# Given task 1:
Answer these questions from the stir-fry recipe:
(a) What is the cook time?
(b) How much water goes into the stir-fry sauce?
(c) How are the green onions for the stir-fry cut?

# Text extract:
################
Course Mains & Entrees
Cuisine Asian
Keyword chicken, dinner, easy, quick, stir fry, vegetables
Prep Time 15 minutes
Cook Time 10 minutes
Total Time 25 minutes
Servings 4 generous portions
Calories 590
Author Laurie McNamara

Ingredients

FOR THE VEGGIE PREP:

  • 1/2 onion
  • 1/2 large bell pepper sliced into thin strips
  • 1 large carrot sliced thin on an angle
  • 2 ribs celery sliced thin on an angle
  • 1 cup thinly sliced purple cabbage
  • 1 cup snow peas ends trimmed

FOR THE CHICKEN PREP:

  • pound chicken breasts thinly sliced
  • 3/4 teaspoon sugar
  • 1 tablespoon low-sodium tamari
  • 1/2 teaspoon toasted sesame oil

FOR THE STIR-FRY SAUCE:

  • tablespoons Gochujang Korean chili pepper paste
  • 1 tablespoon minced fresh ginger
  • 1 tablespoon minced fresh garlic
  • 6 tablespoon low-sodium tamari
  • 2 tablespoons honey
  • 1/4 cup water

For The Stir-fry:

  • 1 tablespoon toasted sesame oil
  • 9 ounces ramen noodles
  • 1 tablespoon cornstarch plus 1 tablespoon water for cornstarch slurry
  • 3 green onions sliced thin on an angle

Instructions

  • Prep all the vegetables, marinate the chicken strips and make the stir-fry sauce all before you start, so making the actual stir-fry is a breeze.
################
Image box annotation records
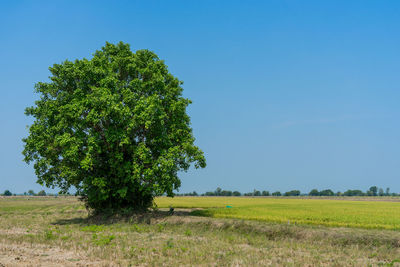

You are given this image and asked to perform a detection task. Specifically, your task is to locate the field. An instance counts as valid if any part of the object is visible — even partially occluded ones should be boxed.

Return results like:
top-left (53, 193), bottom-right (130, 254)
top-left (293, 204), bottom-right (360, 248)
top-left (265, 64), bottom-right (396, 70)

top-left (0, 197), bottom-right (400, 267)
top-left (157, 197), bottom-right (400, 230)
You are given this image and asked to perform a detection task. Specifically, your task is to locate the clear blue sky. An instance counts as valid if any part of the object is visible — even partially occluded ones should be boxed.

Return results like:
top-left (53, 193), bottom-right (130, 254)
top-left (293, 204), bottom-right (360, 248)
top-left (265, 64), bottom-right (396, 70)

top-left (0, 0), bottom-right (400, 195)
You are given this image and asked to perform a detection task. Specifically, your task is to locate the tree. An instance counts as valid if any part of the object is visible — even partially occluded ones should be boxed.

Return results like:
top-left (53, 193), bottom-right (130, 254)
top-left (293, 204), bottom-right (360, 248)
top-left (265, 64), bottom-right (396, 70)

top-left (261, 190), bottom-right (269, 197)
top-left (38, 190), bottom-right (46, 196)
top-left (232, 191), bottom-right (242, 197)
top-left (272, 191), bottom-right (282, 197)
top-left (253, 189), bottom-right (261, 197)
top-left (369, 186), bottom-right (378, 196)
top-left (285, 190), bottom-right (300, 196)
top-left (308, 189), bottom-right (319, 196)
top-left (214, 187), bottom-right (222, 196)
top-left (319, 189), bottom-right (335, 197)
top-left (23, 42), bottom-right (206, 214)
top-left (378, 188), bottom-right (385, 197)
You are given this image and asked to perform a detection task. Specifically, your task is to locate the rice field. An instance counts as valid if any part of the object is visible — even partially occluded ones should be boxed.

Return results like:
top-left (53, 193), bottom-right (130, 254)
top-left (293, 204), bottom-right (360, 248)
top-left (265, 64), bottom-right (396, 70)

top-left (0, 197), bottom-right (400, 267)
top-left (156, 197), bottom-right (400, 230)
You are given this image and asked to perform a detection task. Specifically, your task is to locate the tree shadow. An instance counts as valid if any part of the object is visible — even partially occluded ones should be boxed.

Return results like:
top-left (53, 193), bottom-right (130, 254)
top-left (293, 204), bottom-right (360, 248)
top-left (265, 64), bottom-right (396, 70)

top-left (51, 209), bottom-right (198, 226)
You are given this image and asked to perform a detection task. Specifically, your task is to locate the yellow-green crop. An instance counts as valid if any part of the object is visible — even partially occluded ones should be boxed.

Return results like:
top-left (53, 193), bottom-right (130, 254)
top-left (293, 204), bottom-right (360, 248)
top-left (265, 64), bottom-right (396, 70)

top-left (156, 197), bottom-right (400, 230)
################
# Given task 2:
Retype the part of the records that opens with the line containing "locate the rice" and closes with the line containing "top-left (51, 209), bottom-right (198, 226)".

# Answer 1:
(a) 10 minutes
(b) 1/4 cup
(c) Sliced thin on an angle

# Answer 2:
You are given this image and asked to perform a detection task. Specifically, your task is to locate the rice field. An instance counts as valid if any part of the object is visible — even partially occluded ones should be boxed.

Return results like:
top-left (53, 193), bottom-right (130, 254)
top-left (293, 204), bottom-right (360, 248)
top-left (265, 64), bottom-right (396, 70)

top-left (0, 197), bottom-right (400, 267)
top-left (156, 197), bottom-right (400, 230)
You are given this image and asked to perform a detection task. Specifically, your task is to locate the tree shadow. An instance counts as valid if any part of the object is visible — even partially occluded ones should be boxed.

Return results like:
top-left (53, 193), bottom-right (130, 254)
top-left (293, 204), bottom-right (360, 248)
top-left (265, 64), bottom-right (396, 70)

top-left (51, 209), bottom-right (198, 226)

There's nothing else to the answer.